[Start of Attachment]
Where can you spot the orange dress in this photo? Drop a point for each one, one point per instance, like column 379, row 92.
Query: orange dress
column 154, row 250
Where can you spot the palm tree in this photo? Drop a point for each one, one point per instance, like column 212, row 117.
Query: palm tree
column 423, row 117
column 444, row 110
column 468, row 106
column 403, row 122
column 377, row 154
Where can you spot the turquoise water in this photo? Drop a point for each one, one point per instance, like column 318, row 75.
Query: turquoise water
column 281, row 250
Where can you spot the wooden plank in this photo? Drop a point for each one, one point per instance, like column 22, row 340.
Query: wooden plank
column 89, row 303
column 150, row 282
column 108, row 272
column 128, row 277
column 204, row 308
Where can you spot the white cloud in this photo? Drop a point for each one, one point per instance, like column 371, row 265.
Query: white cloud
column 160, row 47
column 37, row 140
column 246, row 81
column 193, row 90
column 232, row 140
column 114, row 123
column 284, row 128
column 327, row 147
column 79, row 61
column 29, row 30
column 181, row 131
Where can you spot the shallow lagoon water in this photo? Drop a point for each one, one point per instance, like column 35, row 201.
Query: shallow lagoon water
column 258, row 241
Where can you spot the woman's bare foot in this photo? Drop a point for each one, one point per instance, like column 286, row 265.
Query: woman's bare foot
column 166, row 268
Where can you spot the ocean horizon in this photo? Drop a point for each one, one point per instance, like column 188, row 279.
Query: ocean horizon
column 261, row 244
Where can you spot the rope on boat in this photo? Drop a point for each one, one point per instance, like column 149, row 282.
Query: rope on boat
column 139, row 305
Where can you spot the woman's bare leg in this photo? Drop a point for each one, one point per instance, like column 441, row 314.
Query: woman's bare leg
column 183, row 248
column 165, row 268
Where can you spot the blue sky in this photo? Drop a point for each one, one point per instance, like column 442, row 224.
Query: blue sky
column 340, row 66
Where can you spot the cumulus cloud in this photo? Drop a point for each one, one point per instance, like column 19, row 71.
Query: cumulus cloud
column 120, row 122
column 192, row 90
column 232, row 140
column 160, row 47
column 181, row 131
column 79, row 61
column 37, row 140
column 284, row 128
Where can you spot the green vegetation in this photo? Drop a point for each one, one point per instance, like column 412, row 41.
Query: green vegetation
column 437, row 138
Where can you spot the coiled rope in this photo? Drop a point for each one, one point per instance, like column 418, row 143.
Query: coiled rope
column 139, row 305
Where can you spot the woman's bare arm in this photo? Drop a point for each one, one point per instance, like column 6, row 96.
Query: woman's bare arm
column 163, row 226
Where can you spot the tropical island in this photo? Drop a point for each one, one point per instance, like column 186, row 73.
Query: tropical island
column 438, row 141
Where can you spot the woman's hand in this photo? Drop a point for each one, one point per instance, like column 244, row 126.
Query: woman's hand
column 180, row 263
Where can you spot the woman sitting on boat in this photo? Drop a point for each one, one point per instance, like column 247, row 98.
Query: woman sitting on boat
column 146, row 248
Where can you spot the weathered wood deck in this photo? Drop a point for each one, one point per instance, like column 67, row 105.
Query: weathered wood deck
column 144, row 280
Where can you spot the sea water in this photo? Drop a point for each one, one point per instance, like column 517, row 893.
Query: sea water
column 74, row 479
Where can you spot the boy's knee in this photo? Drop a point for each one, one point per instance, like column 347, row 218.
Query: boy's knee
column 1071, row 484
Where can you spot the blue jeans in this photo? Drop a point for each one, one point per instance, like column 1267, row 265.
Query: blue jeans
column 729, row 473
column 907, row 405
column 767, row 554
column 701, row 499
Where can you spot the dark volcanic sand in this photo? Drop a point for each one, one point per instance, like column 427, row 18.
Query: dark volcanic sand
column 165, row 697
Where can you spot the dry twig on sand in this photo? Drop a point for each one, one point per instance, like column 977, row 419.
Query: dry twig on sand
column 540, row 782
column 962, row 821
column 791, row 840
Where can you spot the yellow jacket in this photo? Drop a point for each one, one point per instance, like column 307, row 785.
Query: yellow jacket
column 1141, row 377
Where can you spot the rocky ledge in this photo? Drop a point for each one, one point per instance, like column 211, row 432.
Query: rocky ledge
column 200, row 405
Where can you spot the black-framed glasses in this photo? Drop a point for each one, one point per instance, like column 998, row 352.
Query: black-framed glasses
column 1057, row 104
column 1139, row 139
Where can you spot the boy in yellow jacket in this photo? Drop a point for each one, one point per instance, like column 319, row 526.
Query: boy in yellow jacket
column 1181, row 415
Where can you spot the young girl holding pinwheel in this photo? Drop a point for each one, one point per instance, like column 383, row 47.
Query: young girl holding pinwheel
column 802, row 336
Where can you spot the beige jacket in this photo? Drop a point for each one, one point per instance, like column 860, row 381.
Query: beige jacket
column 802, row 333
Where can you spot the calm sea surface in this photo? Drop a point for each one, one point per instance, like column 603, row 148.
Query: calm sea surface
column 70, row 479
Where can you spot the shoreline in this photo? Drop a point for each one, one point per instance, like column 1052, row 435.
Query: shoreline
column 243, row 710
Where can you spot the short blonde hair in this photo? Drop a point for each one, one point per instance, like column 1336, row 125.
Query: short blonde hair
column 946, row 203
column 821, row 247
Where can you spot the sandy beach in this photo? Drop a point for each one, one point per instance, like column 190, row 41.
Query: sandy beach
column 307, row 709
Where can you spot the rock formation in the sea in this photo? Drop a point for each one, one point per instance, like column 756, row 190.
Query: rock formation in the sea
[End of Attachment]
(ABOUT THIS EXERCISE):
For each line above that includes "formation", copy the line.

(SOLVED EXERCISE):
Where can you spot the rock formation in the sea in this photo? Drop a point for each one, one point per instance, like column 756, row 190.
Query: rock formation in the sea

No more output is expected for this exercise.